**What you have to do**
Please restate, word for word, the lines below that begin at the one with "positive clicks: (15, 80)" and end at the one with "positive clicks: (223, 137)". Leave out all other lines.

**Material for this task**
#####
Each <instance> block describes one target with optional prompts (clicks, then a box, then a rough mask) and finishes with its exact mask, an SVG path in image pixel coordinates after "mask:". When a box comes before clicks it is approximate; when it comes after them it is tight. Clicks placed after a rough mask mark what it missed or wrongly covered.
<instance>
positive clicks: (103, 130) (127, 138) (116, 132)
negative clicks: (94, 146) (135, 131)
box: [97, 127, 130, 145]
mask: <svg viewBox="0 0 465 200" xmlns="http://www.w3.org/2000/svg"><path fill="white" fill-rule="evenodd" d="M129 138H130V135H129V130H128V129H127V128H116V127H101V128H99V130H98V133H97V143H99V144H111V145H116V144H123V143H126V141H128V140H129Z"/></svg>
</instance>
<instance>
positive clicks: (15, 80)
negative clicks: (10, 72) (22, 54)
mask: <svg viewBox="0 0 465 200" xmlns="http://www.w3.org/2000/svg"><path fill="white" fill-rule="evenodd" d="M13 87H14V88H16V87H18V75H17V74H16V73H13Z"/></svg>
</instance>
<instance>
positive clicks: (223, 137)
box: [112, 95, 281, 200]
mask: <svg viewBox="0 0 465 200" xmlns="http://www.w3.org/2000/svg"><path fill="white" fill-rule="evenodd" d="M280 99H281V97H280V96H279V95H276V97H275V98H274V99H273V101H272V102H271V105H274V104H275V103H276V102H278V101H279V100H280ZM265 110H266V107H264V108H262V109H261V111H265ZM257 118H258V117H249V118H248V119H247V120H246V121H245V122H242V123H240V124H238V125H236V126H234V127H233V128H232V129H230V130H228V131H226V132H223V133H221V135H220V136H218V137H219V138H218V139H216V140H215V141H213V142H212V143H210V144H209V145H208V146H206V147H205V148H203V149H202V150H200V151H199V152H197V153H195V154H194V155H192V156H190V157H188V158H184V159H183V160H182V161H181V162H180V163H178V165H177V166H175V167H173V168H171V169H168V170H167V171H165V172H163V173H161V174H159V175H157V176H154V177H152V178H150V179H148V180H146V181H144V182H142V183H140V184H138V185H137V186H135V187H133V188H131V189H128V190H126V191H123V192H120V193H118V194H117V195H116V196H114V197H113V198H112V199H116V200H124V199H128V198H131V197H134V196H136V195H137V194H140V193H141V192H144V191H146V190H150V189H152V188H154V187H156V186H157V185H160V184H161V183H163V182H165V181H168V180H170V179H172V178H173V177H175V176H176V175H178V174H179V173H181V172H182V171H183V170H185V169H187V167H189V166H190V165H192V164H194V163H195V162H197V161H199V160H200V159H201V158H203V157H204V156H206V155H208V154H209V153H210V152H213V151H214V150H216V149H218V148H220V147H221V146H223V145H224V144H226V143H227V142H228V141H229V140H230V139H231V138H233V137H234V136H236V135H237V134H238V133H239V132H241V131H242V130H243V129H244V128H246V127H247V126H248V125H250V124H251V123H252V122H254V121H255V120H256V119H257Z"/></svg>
#####
**Expected output**
positive clicks: (15, 80)
negative clicks: (10, 72) (22, 54)
mask: <svg viewBox="0 0 465 200" xmlns="http://www.w3.org/2000/svg"><path fill="white" fill-rule="evenodd" d="M13 87H14V88H16V87H18V75H17V74H16V73H13Z"/></svg>
</instance>
<instance>
positive clicks: (223, 137)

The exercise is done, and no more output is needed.